* [Records contained in a dataset]:
┌────────

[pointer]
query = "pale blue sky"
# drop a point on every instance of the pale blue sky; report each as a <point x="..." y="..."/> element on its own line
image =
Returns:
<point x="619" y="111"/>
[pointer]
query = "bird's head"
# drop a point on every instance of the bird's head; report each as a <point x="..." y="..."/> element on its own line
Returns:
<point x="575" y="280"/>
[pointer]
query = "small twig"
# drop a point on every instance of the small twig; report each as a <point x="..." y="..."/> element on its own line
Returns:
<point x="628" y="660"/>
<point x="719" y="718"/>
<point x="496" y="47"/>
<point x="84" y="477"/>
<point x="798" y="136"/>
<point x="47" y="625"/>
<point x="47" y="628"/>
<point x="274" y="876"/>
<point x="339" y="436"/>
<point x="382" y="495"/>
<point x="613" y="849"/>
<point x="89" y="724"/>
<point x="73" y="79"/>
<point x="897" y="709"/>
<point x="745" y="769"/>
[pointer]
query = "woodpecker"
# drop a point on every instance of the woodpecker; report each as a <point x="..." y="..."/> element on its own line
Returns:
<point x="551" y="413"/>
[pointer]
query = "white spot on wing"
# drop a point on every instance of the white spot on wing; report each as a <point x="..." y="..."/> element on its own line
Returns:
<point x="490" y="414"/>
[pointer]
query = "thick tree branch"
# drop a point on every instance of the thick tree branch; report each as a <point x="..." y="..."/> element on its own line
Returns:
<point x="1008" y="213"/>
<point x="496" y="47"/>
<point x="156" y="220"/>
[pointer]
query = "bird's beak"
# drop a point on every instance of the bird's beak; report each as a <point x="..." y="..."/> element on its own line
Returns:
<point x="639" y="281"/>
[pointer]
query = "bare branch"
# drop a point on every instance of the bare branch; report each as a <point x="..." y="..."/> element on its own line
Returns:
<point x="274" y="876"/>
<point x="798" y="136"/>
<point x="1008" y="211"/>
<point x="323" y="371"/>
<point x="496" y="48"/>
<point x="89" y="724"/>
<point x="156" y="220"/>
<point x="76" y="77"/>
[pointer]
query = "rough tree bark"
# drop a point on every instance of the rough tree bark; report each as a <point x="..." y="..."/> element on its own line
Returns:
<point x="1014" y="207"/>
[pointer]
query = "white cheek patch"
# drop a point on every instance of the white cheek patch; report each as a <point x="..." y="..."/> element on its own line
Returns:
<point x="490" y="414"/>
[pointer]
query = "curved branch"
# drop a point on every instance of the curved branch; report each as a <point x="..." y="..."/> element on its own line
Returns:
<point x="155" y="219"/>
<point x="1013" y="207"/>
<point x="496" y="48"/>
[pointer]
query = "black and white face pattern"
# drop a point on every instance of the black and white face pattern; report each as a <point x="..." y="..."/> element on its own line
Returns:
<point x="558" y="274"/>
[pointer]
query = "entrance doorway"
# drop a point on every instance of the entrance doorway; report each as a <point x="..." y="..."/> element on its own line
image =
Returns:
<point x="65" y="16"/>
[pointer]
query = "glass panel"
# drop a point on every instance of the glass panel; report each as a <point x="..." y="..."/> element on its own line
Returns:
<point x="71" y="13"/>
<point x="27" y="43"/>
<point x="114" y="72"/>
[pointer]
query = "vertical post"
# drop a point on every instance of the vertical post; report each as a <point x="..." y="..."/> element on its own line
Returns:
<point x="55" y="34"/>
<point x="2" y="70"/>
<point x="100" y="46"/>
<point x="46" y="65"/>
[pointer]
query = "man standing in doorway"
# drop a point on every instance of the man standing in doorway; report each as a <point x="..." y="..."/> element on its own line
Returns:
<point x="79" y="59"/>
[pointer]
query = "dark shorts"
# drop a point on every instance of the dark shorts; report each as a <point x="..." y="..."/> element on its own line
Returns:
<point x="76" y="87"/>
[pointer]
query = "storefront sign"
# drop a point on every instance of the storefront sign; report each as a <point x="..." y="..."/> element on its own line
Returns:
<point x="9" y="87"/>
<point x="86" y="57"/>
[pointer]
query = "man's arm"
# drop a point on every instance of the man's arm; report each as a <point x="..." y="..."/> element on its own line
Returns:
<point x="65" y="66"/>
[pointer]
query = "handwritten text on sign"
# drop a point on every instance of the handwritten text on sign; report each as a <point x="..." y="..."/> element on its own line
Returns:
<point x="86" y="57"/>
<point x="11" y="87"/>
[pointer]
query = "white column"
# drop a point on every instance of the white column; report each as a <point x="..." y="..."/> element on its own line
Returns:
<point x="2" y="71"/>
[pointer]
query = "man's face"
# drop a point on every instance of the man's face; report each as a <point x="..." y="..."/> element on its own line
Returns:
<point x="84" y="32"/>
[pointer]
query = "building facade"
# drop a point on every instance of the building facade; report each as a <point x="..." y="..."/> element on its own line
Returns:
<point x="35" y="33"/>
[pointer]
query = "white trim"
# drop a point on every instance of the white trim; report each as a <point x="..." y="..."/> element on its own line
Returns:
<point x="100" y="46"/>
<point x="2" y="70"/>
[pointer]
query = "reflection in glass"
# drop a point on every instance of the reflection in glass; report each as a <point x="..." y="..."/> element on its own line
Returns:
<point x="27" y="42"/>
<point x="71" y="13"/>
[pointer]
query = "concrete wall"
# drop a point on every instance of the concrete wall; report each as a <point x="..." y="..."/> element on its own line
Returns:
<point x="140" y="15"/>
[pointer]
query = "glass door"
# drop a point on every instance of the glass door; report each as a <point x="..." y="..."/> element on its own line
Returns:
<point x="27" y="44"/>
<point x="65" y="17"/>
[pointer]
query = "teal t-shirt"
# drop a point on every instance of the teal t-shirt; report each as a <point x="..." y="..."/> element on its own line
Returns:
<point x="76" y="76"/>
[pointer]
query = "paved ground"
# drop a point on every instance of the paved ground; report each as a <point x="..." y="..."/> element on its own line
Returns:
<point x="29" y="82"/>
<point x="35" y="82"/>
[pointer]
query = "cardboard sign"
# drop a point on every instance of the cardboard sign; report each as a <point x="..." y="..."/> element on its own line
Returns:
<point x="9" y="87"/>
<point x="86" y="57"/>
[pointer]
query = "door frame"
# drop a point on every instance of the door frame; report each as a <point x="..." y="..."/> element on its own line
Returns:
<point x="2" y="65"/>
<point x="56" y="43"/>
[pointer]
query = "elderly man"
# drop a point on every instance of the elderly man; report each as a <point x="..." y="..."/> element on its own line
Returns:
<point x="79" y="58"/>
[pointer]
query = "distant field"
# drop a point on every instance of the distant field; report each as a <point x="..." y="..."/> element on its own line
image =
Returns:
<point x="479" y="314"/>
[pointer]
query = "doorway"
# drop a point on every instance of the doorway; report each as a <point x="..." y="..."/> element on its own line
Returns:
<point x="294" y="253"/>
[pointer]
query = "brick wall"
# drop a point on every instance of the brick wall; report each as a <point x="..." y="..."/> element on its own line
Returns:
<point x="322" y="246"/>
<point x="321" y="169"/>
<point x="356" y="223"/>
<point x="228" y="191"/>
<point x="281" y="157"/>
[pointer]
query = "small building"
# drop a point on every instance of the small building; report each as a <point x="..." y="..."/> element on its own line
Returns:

└────────

Output the records exactly, including every line.

[pointer]
query = "pale blue sky"
# drop a point on every instance of the pale blue sky; report each as a <point x="..." y="..."/> element on its own line
image =
Returns:
<point x="619" y="111"/>
[pointer]
query = "bird's head"
# drop a point on every instance of the bird's head; report each as a <point x="..." y="..."/> element on its own line
Returns:
<point x="575" y="280"/>
[pointer]
query = "small twig"
# drop a point on every instance of the small twig; report each as a <point x="..." y="..."/> element on its own line
Returns:
<point x="628" y="660"/>
<point x="719" y="718"/>
<point x="496" y="47"/>
<point x="84" y="477"/>
<point x="798" y="136"/>
<point x="47" y="625"/>
<point x="47" y="628"/>
<point x="274" y="876"/>
<point x="339" y="436"/>
<point x="382" y="495"/>
<point x="613" y="849"/>
<point x="89" y="724"/>
<point x="73" y="79"/>
<point x="897" y="709"/>
<point x="745" y="769"/>
[pointer]
query = "woodpecker"
# drop a point on every instance of the woodpecker; report each as a <point x="..." y="..."/> element on its own line
Returns:
<point x="551" y="413"/>
[pointer]
query = "white spot on wing"
# drop a point on every instance of the white spot on wing; report each as a <point x="..." y="..."/> element on its own line
Returns:
<point x="490" y="414"/>
[pointer]
query = "thick tree branch"
# drop a point on every instance of the thick tree branch; report each as a <point x="..." y="..."/> element on its own line
Returns:
<point x="1008" y="213"/>
<point x="496" y="47"/>
<point x="156" y="220"/>
[pointer]
query = "bird's beak"
# drop a point on every instance of the bird's beak; report each as a <point x="..." y="..."/> element on its own line
Returns:
<point x="639" y="281"/>
[pointer]
query = "bare branch"
# drop a point on every instance of the bare branch; report each as a <point x="..." y="..."/> element on its own line
Returns:
<point x="274" y="876"/>
<point x="798" y="136"/>
<point x="1008" y="211"/>
<point x="323" y="371"/>
<point x="496" y="48"/>
<point x="89" y="724"/>
<point x="156" y="220"/>
<point x="76" y="77"/>
[pointer]
query = "rough tree bark"
# drop a point on every instance of the rough tree bark; report each as a <point x="..." y="..."/> element on its own line
Returns:
<point x="1014" y="207"/>
[pointer]
query = "white cheek patch"
# drop a point on every instance of the white cheek patch; report each as a <point x="..." y="..."/> element on its own line
Returns:
<point x="490" y="414"/>
[pointer]
query = "curved branch"
# drop a point on every instance of the curved branch; report each as a <point x="..." y="..."/> element on its own line
Returns:
<point x="155" y="219"/>
<point x="1013" y="207"/>
<point x="496" y="48"/>
[pointer]
query = "black and white face pattern"
# drop a point on every instance of the black and white face pattern; report each as a <point x="..." y="..."/> element on its own line
Returns:
<point x="558" y="274"/>
[pointer]
query = "entrance doorway"
# drop a point on every instance of the entrance doorway; report each as a <point x="..." y="..."/> element on its own line
image =
Returns:
<point x="65" y="16"/>
[pointer]
query = "glass panel"
# drop a point on every instance of the glass panel; report each as a <point x="..." y="..."/> element on its own line
Returns:
<point x="71" y="13"/>
<point x="27" y="43"/>
<point x="114" y="72"/>
[pointer]
query = "vertical post"
# drop a point on every instance of the vertical post; report each as a <point x="..." y="..."/> element on its own line
Returns:
<point x="55" y="34"/>
<point x="2" y="70"/>
<point x="100" y="46"/>
<point x="46" y="65"/>
[pointer]
query = "man standing in doorway"
# drop a point on every instance of the man standing in doorway; report each as a <point x="..." y="..."/> element on its own line
Returns:
<point x="79" y="59"/>
[pointer]
query = "dark shorts"
# drop a point on every instance of the dark shorts; report each as a <point x="..." y="..."/> element on its own line
Returns:
<point x="76" y="87"/>
[pointer]
query = "storefront sign"
# drop a point on every instance of the storefront sign; report each as a <point x="..." y="..."/> element on its own line
Returns:
<point x="9" y="87"/>
<point x="86" y="57"/>
[pointer]
query = "man's arm"
# drop a point on every instance of the man's arm; report each as a <point x="..." y="..."/> element on its own line
Returns:
<point x="65" y="66"/>
[pointer]
query = "handwritten text on sign"
# drop a point on every instance of the handwritten text on sign; report each as a <point x="..." y="..."/> element on its own line
Returns:
<point x="86" y="57"/>
<point x="11" y="87"/>
[pointer]
query = "white column"
# drop a point on every instance of the white column; report each as a <point x="..." y="..."/> element on its own line
Returns:
<point x="2" y="71"/>
[pointer]
query = "man's face"
# drop a point on every instance of the man's face; report each as a <point x="..." y="..."/> element on its own line
Returns:
<point x="84" y="32"/>
[pointer]
query = "building facade"
# drop a point on every instance of the building facade; report each as a <point x="..." y="..."/> element on its own line
Returns:
<point x="35" y="33"/>
[pointer]
query = "white trim"
# drop a point on every instance of the white trim; report each as a <point x="..." y="..."/> element on its own line
Returns:
<point x="100" y="46"/>
<point x="2" y="70"/>
[pointer]
query = "reflection in glass"
# drop a point on every instance of the reflection in glass; report each as a <point x="..." y="..."/> element on its own line
Returns:
<point x="27" y="42"/>
<point x="71" y="13"/>
[pointer]
query = "concrete wall"
# drop a point on every instance of the concrete wall; report each as a <point x="..." y="..."/> element on its own line
Returns:
<point x="140" y="15"/>
[pointer]
query = "glass door"
# drop a point on every instance of the glass door; report each as a <point x="..." y="..."/> element on its own line
Returns:
<point x="27" y="44"/>
<point x="65" y="17"/>
[pointer]
query = "teal t-shirt"
# drop a point on every instance of the teal t-shirt; report each as a <point x="..." y="..."/> element on its own line
Returns:
<point x="76" y="76"/>
[pointer]
query = "paved ground"
# drop a point on every instance of the paved ground; report each as a <point x="..." y="..."/> element on its own line
Returns:
<point x="29" y="82"/>
<point x="35" y="82"/>
[pointer]
query = "cardboard sign"
# drop a point on every instance of the cardboard sign; report each as a <point x="..." y="..."/> element on its own line
Returns:
<point x="9" y="87"/>
<point x="86" y="57"/>
[pointer]
query = "door frame"
# drop a point on every instance of the door frame; report each as a <point x="..." y="..."/> element on its own line
Returns:
<point x="2" y="65"/>
<point x="56" y="43"/>
[pointer]
query = "elderly man"
# drop a point on every instance of the elderly man; report each as a <point x="..." y="..."/> element on its own line
Returns:
<point x="79" y="58"/>
[pointer]
query = "distant field"
# drop a point on every instance of the distant field; report each as a <point x="..." y="..."/> element on its own line
image =
Returns:
<point x="479" y="314"/>
[pointer]
query = "doorway"
# drop a point on every instance of the doorway; report each as a <point x="..." y="..."/> element on its own line
Returns:
<point x="294" y="253"/>
[pointer]
query = "brick wall"
# drop a point on every instance of the brick wall; report each as a <point x="..." y="..."/> element on its own line
Returns:
<point x="322" y="246"/>
<point x="321" y="169"/>
<point x="356" y="223"/>
<point x="228" y="191"/>
<point x="281" y="157"/>
[pointer]
query = "small building"
# drop a point on every instance of the small building; report each as a <point x="..." y="..."/> element on its own line
Returns:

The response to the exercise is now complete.